Task goal: Rewrite all of the material below as a JSON array of strings, with one string for each line and no blank lines.

Task material:
*-*-*
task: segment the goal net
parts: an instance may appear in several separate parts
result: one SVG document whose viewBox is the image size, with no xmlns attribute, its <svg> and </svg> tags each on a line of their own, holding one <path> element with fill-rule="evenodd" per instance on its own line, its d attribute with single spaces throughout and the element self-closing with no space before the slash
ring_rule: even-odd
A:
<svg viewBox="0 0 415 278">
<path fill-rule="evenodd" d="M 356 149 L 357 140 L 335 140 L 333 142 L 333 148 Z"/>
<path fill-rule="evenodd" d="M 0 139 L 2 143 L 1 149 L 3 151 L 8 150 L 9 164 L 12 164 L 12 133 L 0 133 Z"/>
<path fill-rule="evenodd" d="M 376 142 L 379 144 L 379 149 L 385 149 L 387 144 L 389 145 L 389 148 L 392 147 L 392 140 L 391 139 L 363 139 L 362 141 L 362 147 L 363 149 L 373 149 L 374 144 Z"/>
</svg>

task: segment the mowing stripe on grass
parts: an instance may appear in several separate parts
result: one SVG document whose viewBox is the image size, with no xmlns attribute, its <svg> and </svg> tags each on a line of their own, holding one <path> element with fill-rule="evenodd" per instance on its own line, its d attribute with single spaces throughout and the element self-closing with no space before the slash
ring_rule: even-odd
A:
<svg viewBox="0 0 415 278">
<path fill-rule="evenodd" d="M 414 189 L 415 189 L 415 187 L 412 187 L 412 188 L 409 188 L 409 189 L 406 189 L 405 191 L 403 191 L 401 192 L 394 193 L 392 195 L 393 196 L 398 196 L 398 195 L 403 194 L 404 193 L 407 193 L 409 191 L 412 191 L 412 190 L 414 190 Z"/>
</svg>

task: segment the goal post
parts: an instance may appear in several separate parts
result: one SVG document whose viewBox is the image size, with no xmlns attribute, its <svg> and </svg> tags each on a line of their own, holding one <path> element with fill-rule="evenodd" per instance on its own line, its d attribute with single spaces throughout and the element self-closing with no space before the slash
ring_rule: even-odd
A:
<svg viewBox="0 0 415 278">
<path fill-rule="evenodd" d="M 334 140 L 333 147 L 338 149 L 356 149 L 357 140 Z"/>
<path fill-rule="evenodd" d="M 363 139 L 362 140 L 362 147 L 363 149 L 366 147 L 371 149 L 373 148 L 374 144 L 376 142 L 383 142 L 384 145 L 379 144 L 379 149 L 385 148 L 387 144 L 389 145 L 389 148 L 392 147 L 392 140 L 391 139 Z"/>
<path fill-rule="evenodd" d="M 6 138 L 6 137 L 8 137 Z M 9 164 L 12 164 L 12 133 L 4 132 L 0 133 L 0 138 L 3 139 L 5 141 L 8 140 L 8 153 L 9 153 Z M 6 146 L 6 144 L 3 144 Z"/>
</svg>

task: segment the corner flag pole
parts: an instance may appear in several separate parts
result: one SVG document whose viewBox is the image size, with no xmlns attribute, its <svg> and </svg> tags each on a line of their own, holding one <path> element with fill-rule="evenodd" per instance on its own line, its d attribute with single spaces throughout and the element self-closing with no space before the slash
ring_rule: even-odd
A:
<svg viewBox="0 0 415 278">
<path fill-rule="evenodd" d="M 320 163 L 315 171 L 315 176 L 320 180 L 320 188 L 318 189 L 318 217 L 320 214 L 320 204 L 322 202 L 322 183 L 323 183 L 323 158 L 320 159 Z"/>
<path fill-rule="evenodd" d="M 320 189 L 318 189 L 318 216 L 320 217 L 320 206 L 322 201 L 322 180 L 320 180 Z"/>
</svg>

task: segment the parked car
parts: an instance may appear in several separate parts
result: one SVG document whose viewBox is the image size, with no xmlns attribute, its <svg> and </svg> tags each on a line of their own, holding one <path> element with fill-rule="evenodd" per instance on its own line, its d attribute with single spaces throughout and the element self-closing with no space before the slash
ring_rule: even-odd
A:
*-*-*
Complete answer:
[
  "task: segment the goal net",
  "parts: an instance may appear in several separate parts",
  "result: one SVG document whose viewBox is the image size, with no xmlns attribute, its <svg> and </svg> tags each on a line of their own, holding one <path> element with fill-rule=\"evenodd\" per instance on its own line, its d attribute with single spaces throughout and the element self-closing with no space before the slash",
  "ring_rule: even-odd",
  "A:",
  "<svg viewBox=\"0 0 415 278\">",
  "<path fill-rule=\"evenodd\" d=\"M 356 149 L 357 140 L 335 140 L 333 142 L 333 148 Z\"/>",
  "<path fill-rule=\"evenodd\" d=\"M 0 139 L 2 143 L 1 149 L 3 151 L 8 150 L 9 164 L 12 164 L 12 133 L 0 133 Z\"/>",
  "<path fill-rule=\"evenodd\" d=\"M 376 142 L 379 144 L 379 149 L 385 149 L 387 144 L 389 145 L 389 148 L 392 147 L 392 140 L 391 139 L 363 139 L 362 141 L 362 147 L 363 149 L 373 149 L 374 144 Z\"/>",
  "</svg>",
  "task: segment the mowing stripe on grass",
  "parts: an instance may appear in several separate parts",
  "result: one SVG document whose viewBox is the image size, with no xmlns attribute, its <svg> and </svg> tags each on a line of their own, holding one <path> element with fill-rule=\"evenodd\" per instance on its own line, its d attribute with single spaces throughout and the element self-closing with no space before the slash",
  "ring_rule: even-odd",
  "A:",
  "<svg viewBox=\"0 0 415 278\">",
  "<path fill-rule=\"evenodd\" d=\"M 414 189 L 415 189 L 415 187 L 412 187 L 412 188 L 409 188 L 409 189 L 406 189 L 405 191 L 403 191 L 401 192 L 394 193 L 392 195 L 393 196 L 398 196 L 398 195 L 403 194 L 404 193 L 407 193 L 409 191 L 412 191 L 412 190 L 414 190 Z\"/>",
  "</svg>",
  "task: segment the goal post",
  "parts: an instance may appear in several separate parts",
  "result: one SVG document whose viewBox is the image size, with no xmlns attribute, its <svg> and </svg> tags each on a line of their own, holding one <path> element with fill-rule=\"evenodd\" per instance on its own line, its d attribute with single spaces throughout and the element self-closing with no space before the slash",
  "ring_rule: even-odd",
  "A:",
  "<svg viewBox=\"0 0 415 278\">",
  "<path fill-rule=\"evenodd\" d=\"M 334 140 L 333 147 L 338 149 L 356 149 L 357 140 Z\"/>",
  "<path fill-rule=\"evenodd\" d=\"M 363 139 L 362 140 L 362 147 L 363 149 L 366 147 L 371 149 L 373 148 L 374 144 L 376 142 L 383 142 L 384 145 L 379 144 L 379 149 L 385 148 L 387 144 L 389 145 L 389 148 L 392 147 L 392 140 L 391 139 Z\"/>",
  "<path fill-rule=\"evenodd\" d=\"M 6 138 L 6 137 L 8 137 Z M 9 164 L 12 164 L 12 133 L 4 132 L 0 133 L 0 138 L 3 139 L 5 141 L 8 140 L 8 153 L 9 153 Z M 6 146 L 6 144 L 3 144 Z\"/>",
  "</svg>",
  "task: segment the corner flag pole",
  "parts: an instance may appear in several separate parts",
  "result: one SVG document whose viewBox is the image size, with no xmlns attribute, its <svg> and </svg> tags each on a line of their own, holding one <path> element with fill-rule=\"evenodd\" per instance on its own line, its d attribute with single spaces throughout and the element self-closing with no space before the slash",
  "ring_rule: even-odd",
  "A:",
  "<svg viewBox=\"0 0 415 278\">",
  "<path fill-rule=\"evenodd\" d=\"M 320 163 L 315 171 L 315 176 L 320 180 L 320 188 L 318 189 L 318 217 L 320 214 L 320 204 L 322 202 L 322 183 L 323 183 L 323 158 L 320 159 Z\"/>",
  "<path fill-rule=\"evenodd\" d=\"M 320 189 L 318 189 L 318 216 L 320 217 L 320 206 L 322 201 L 322 180 L 320 180 Z\"/>",
  "</svg>",
  "task: segment the parked car",
  "parts: an instance may appear in several separate parts",
  "result: one SVG document whose viewBox is the image size, with no xmlns attribute, its <svg> and </svg> tags each on a line of their own, holding one <path> element with fill-rule=\"evenodd\" per instance on its own line, its d attribute with single spaces throughout and the element self-closing with no space before the slash",
  "ring_rule: even-odd",
  "A:"
]